§ Excerpt provided
The colossal increase in the costs of fossil gas electricity generation is overwhelmingly due to the underlying cost of the gas itself. While the price of emitting a tonne of carbon (in the EU-ETS) rose from €33/tonne (1 January) to a record high of €89/tonne (8 December), this only adds €21/MWh to the cost of producing electricity using fossil gas and equates to 10% of the increase in gas generation costs in 2021.
The gas crisis could extend beyond 2023
Future gas prices indicate that the crisis is expected to continue for at least the next two years. The TTF Dutch gas calendar year 2022 and 2023 contracts were trading at €90/MWh and €42/MWh respectively at the end of December. At these levels, fossil gas will remain the most expensive method of generating electricity – more than both hard coal and lignite.
The ongoing supply issues and deepening geopolitical unrest have resulted in legitimate concerns that the gas crisis will have a longer-term impact. Some energy analysts believe that the gas crisis will remain until 2025. This significantly increases the risks associated with continued dependence on volatile imported fossil gas for electricity generation as opposed to accelerating the transition to domestic clean electricity.
The gas crisis has made renewables even more competitive
Wind and solar power were already cheaper than fossil gas for electricity generation before the gas crisis hit and they have become even more cost-competitive since, despite global commodity prices increasing their production costs. The International Energy Agency (IEA) recently confirmed that ‘higher natural gas and coal prices have improved the competitiveness of wind and solar PV, despite historic equipment price increases due to high commodity and energy prices’.
Furthermore, with the advancements in storage technologies and the associated cost reductions, wind and solar combined with storage will progressively challenge fossil gas for the provision of flexible as well as bulk electricity generation, as wind and solar become the backbone of Europe’s future electricity system.
The time to transition away from fossil gas is now
The crisis has provided a powerful reminder that as long as Europe remains reliant on imported fossil fuels it is exposed to volatile energy prices. Coupled with an expensive and uncertain outlook for fossil gas power and further increases in the competitiveness of domestic alternatives such as wind, solar and clean flexibility solutions, the prospects for fossil gas as a transition fuel look severely damaged.
Many countries were relying on renewables to replace more emissions-intensive coal while ignoring their gas problem, but with gas more expensive than coal, market forces alone can no longer be guaranteed to drive this forward. There is now increased urgency to phase out both fuels on economic as well as climate grounds. Renewables will need to be deployed at sufficient scale to rapidly replace both coal and gas.
To limit global warming to 1.5C, advanced economies (including the EU) must reach zero emissions in the power sector by 2035. Accelerated deployment of renewables in conjunction with increased investment in energy efficiency offers a way out of both the energy and climate crises. In the wake of the crisis more countries look likely to choose this path rather than sticking with fossil gas.

§ Problems and tasks
1. In the gas crisis excerpt, what prices were the TTF Dutch gas calendar year 2022 and 2023 contracts trading at the end of December?
2. Quote the gas crisis excerpt from "The gas crisis could" up to and including "domestic clean electricity.".

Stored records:
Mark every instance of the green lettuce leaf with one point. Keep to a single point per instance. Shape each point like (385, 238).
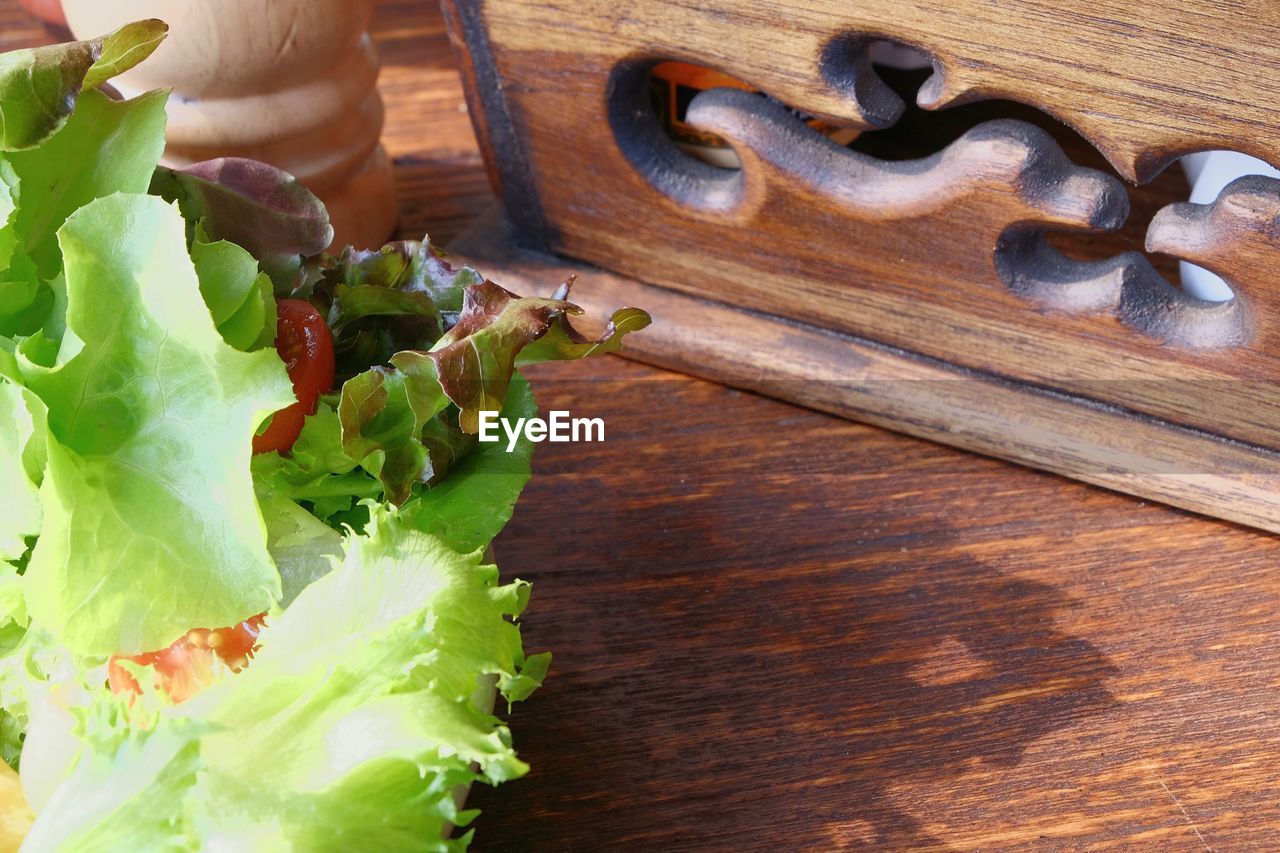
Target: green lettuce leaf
(39, 86)
(240, 299)
(263, 209)
(127, 796)
(106, 146)
(474, 501)
(21, 516)
(150, 523)
(350, 728)
(316, 471)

§ Answer section
1. €90/MWh for 2022 and €42/MWh for 2023.

2.
The gas crisis could extend beyond 2023
Future gas prices indicate that the crisis is expected to continue for at least the next two years. The TTF Dutch gas calendar year 2022 and 2023 contracts were trading at €90/MWh and €42/MWh respectively at the end of December. At these levels, fossil gas will remain the most expensive method of generating electricity – more than both hard coal and lignite.
The ongoing supply issues and deepening geopolitical unrest have resulted in legitimate concerns that the gas crisis will have a longer-term impact. Some energy analysts believe that the gas crisis will remain until 2025. This significantly increases the risks associated with continued dependence on volatile imported fossil gas for electricity generation as opposed to accelerating the transition to domestic clean electricity.